**Problem requirements**
Transcribe the entries below exactly.

**Source records**
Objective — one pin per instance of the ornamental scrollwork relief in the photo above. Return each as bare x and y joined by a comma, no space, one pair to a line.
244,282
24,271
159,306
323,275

**Result below**
Objective — one pin per instance of the ornamental scrollwork relief in the photo above. Return each as bare x and y joined by a comma, no space, one pair to a line.
244,282
24,271
159,306
323,275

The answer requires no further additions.